Cosa fare:
1: Rispondi alle domande sul testo sulla sindrome di Down.
(a) Di chi è il libro presentato nel testo?
(b) Qual era nel 1979, in Italia, l'aspettativa di vita di un bambino con sindrome di Down?
(c) Quale percentuale delle persone con questa sindrome è oggi adulta?
2: Nel testo sulla sindrome di Down, scambia "pregiudizi" con "preconcetti" e riscrivi il tratto che comincia con "Nel libro di" e prosegue fino a "campo della comunicazione.".

+++ Brano scelto +++

Sindrome di Down, un “decalogo” per fare chiarezza

Nel libro di Anna Contardi (Aipd), un contributo nella lotta a pregiudizi e stereotipi. «Il linguaggio determina il modo di stare in relazione con le persone»

Nel 1979 l’aspettativa di vita di un bambino con sindrome di Down, in Italia, era di 33 anni, oggi è di 62. E sempre oggi il 60% delle persone con questa sindrome sono adulti. Un Paese, il nostro, con la percentuale di persone con sindrome di Down che lavorano nel libero mercato più alta in Europa, dato sicuramente favorito dai quarant’anni di inclusione all’interno della scuola. Ma restano pregiudizi e stereotipi, anche nel campo della comunicazione.

+++ Dati in ingresso +++

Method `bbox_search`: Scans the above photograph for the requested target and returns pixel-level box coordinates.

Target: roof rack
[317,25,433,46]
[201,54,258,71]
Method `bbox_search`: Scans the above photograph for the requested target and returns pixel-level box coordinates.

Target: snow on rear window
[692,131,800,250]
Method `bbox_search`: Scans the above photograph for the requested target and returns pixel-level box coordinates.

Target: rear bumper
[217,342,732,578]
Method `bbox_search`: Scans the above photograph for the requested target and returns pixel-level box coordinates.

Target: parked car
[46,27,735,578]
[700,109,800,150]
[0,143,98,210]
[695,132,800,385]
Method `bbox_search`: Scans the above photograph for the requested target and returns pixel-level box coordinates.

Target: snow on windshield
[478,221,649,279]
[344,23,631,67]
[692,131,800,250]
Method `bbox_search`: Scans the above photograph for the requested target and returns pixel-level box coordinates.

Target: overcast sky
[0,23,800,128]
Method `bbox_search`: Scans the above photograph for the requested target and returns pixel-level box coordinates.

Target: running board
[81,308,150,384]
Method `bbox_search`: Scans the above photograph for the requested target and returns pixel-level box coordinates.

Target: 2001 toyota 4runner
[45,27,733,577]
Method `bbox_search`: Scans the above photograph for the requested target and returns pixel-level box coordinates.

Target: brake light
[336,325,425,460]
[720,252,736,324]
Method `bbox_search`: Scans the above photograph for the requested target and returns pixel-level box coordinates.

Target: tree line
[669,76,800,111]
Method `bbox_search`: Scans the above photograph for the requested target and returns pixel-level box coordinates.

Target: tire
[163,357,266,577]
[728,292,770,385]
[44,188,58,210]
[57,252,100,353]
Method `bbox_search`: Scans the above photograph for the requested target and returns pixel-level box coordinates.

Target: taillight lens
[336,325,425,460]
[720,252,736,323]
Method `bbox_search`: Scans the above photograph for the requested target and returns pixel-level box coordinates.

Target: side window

+++

Soluzioni:
1:
(a) Di Anna Contardi (Aipd).
(b) 33 anni.
(c) Il 60%.

2:
Nel libro di Anna Contardi (Aipd), un contributo nella lotta a preconcetti e stereotipi. «Il linguaggio determina il modo di stare in relazione con le persone»

Nel 1979 l’aspettativa di vita di un bambino con sindrome di Down, in Italia, era di 33 anni, oggi è di 62. E sempre oggi il 60% delle persone con questa sindrome sono adulti. Un Paese, il nostro, con la percentuale di persone con sindrome di Down che lavorano nel libero mercato più alta in Europa, dato sicuramente favorito dai quarant’anni di inclusione all’interno della scuola. Ma restano preconcetti e stereotipi, anche nel campo della comunicazione.